++++ Entries ++++
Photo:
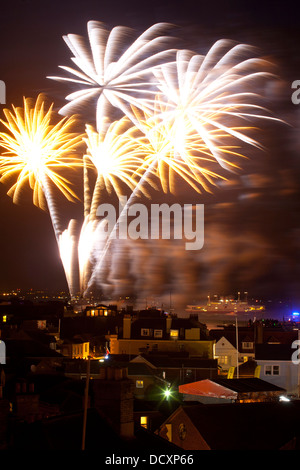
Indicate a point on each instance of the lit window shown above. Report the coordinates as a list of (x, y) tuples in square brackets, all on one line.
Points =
[(247, 345), (271, 370), (145, 332), (158, 333), (144, 422), (268, 370), (223, 359)]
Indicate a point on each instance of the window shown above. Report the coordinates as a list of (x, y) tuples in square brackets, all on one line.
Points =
[(271, 370), (174, 334), (223, 360), (144, 421), (145, 332), (157, 333), (247, 345)]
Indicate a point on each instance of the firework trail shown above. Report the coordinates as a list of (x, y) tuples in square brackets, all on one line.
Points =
[(115, 158), (194, 112), (35, 151), (117, 78)]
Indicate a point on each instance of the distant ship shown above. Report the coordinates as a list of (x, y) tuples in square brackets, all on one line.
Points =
[(226, 306)]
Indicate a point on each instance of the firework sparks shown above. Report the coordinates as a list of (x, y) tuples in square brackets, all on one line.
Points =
[(115, 156), (35, 151), (210, 92), (113, 77)]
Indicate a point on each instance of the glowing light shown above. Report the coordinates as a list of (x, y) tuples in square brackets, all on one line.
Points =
[(35, 150), (115, 157), (114, 76), (209, 92)]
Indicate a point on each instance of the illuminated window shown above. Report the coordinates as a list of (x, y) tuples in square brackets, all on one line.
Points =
[(158, 333), (247, 345), (223, 360), (144, 422), (145, 332), (173, 334), (271, 370)]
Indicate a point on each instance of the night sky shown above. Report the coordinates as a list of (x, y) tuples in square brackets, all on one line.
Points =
[(252, 238)]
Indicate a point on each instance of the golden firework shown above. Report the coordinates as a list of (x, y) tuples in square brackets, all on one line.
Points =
[(36, 150)]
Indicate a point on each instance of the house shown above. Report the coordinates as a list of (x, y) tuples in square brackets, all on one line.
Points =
[(225, 348), (156, 332), (221, 390), (77, 348), (234, 426), (277, 366), (179, 368), (100, 310)]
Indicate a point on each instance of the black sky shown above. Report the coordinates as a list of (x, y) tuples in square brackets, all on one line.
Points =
[(32, 48)]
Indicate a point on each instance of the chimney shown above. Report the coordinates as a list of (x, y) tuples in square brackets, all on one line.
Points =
[(168, 323), (258, 332), (113, 397), (126, 327)]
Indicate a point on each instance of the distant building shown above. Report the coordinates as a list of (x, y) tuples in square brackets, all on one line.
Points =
[(101, 311), (221, 390), (161, 333), (234, 426), (75, 349), (277, 367)]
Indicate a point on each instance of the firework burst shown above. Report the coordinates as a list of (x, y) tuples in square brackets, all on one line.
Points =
[(35, 151), (111, 75)]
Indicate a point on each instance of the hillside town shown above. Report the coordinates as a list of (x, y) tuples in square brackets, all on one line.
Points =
[(132, 379)]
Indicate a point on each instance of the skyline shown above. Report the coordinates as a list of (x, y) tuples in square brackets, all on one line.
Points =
[(267, 206)]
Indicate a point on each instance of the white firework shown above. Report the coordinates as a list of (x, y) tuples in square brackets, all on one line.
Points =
[(213, 91)]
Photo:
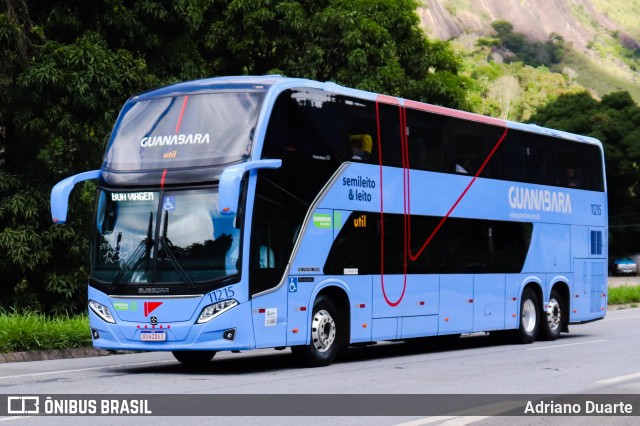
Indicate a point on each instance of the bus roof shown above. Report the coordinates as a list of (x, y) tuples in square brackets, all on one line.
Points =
[(278, 83)]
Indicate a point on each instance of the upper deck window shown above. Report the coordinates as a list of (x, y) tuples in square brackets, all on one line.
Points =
[(184, 131)]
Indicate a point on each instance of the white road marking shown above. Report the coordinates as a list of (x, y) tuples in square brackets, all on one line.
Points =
[(46, 373), (566, 344), (619, 379)]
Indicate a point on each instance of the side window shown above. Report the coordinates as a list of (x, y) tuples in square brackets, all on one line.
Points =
[(596, 243), (361, 131), (356, 249), (571, 170), (469, 146), (390, 135), (540, 159), (426, 140), (271, 241)]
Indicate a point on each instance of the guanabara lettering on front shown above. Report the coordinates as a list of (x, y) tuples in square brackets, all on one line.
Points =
[(181, 139)]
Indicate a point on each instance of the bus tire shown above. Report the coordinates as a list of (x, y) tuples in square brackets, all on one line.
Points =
[(327, 335), (194, 358), (555, 317), (529, 327)]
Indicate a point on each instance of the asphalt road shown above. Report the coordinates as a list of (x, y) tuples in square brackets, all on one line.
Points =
[(621, 281), (595, 358)]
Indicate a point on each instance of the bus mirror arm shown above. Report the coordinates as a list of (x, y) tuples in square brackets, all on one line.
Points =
[(230, 183), (60, 194)]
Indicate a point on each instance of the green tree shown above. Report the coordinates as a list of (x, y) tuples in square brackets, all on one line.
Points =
[(69, 65), (374, 45)]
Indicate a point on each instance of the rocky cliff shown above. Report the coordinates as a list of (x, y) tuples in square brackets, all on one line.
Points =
[(577, 21)]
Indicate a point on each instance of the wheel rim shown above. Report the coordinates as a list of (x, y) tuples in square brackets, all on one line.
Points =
[(323, 333), (554, 314), (529, 316)]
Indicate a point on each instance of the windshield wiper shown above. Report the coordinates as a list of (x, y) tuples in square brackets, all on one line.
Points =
[(166, 244), (139, 255)]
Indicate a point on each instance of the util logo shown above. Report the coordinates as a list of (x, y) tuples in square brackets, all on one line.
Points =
[(150, 307)]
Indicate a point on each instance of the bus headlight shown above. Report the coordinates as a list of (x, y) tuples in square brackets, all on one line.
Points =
[(102, 311), (212, 311)]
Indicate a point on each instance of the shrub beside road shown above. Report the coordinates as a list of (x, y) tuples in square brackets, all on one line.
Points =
[(36, 332)]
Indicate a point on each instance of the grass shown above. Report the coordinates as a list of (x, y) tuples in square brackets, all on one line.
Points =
[(624, 295), (33, 331)]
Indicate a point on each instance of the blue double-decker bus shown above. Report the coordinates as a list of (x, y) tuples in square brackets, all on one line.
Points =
[(252, 212)]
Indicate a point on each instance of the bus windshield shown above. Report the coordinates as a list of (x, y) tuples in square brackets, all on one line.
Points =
[(163, 237), (184, 131)]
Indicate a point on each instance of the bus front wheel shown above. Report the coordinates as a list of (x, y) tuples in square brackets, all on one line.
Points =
[(529, 317), (327, 333), (194, 358), (555, 317)]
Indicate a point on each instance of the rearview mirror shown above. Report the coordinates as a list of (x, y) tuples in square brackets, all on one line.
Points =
[(229, 191), (60, 194)]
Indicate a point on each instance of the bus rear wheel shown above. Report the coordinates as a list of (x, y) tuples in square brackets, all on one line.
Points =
[(327, 335), (551, 328), (194, 358), (529, 317)]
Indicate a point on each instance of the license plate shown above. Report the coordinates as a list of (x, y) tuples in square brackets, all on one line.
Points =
[(153, 336)]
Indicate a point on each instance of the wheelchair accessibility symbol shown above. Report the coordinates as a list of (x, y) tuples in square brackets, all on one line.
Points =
[(293, 284)]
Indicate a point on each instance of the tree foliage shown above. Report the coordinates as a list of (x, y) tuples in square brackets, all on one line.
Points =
[(615, 120), (69, 65)]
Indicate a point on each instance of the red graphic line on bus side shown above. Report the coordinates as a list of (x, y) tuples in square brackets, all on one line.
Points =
[(407, 191), (184, 106), (384, 293), (407, 196)]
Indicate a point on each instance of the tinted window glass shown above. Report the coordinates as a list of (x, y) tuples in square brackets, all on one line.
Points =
[(426, 140), (184, 131), (460, 246)]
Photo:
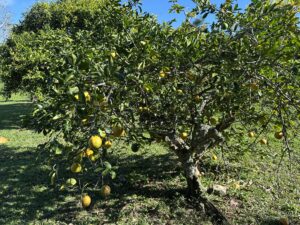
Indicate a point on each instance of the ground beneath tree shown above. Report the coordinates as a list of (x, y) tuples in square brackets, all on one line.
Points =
[(149, 188)]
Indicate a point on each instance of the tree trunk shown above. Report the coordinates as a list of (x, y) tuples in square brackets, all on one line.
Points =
[(195, 189), (192, 176)]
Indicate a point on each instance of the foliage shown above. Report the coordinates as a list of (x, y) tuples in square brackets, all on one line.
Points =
[(112, 71)]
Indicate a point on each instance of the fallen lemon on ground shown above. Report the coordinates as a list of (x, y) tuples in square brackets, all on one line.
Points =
[(76, 168), (95, 142), (86, 201)]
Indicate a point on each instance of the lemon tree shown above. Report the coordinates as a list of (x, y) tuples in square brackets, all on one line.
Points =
[(108, 71)]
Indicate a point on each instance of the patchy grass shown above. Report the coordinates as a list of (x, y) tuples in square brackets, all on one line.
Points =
[(150, 186)]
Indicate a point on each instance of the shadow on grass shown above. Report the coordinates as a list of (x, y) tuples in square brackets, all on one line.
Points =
[(23, 189), (26, 196), (10, 114)]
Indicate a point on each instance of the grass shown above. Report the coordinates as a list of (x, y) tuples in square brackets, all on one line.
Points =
[(149, 188)]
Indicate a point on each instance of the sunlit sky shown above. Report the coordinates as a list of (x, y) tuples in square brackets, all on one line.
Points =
[(159, 8)]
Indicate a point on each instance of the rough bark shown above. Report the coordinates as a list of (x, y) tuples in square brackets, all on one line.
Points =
[(204, 137)]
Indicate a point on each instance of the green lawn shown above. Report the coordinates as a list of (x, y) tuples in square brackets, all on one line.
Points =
[(149, 188)]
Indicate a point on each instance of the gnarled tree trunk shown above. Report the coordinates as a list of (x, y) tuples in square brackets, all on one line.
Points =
[(204, 137)]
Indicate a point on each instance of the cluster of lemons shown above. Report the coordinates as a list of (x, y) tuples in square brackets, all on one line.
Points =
[(278, 135), (95, 143)]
++++
▶ [Objective]
Recast the items from the line with "Indicate a point on each instance of the black" through the line with "[(184, 131)]", both included, as a JSON array of strings with one string per line and blank lines omitted. Leave the pictures out of the array.

▶ [Response to this exercise]
[
  "Indicate a point on each instance of the black sky shown above. Report the coordinates as a list of (x, y) tuples in square brackets, all on one line.",
  "Points =",
  "[(32, 48)]",
  "Indicate a point on each instance of the chimney shown above. Report the coordinates as a list of (x, y) tuples in square brackets, all on one line.",
  "Points =",
  "[(168, 323), (258, 332), (113, 397), (126, 327)]",
  "Indicate a point on each instance of the distant building shown above. Report the coordinates as a list of (x, y) tuples in square brackets, all on one line.",
  "Points =",
  "[(101, 311), (221, 390), (161, 333), (234, 426), (75, 349), (277, 367)]",
  "Indicate a point on each instance of the firework burst shown above. Report the coordinates as a list of (x, y) tuples in square brackets, all on one line.",
  "Points =",
  "[(35, 151), (111, 75)]",
  "Indicate a point on each instance of the hillside town shown above. Report the coordinates as a list of (x, y) tuples in square brackets, all on one line.",
  "Points =",
  "[(132, 379)]",
  "Indicate a point on each instance of the skyline shown above. Report the coordinates as a list of (x, y) tuples in square brackets, all on one line.",
  "Points =",
  "[(267, 206)]",
  "Indicate a point on each instance of the white firework shown above. Report the coordinates as a list of (x, y) tuples in square brackets, all on one line.",
  "Points =",
  "[(213, 91)]",
  "Photo:",
  "Indicate a point on each instance of the bus roof shown above. Report the coordinates as a list of (x, y) tuples in square brackets, all on one line.",
  "Points =",
  "[(278, 83)]",
  "Indicate a point on each instance of the upper deck window shown above. Report the coordinates as a list of (x, y) tuples in square brackets, all on one line.",
  "Points =",
  "[(184, 131)]"
]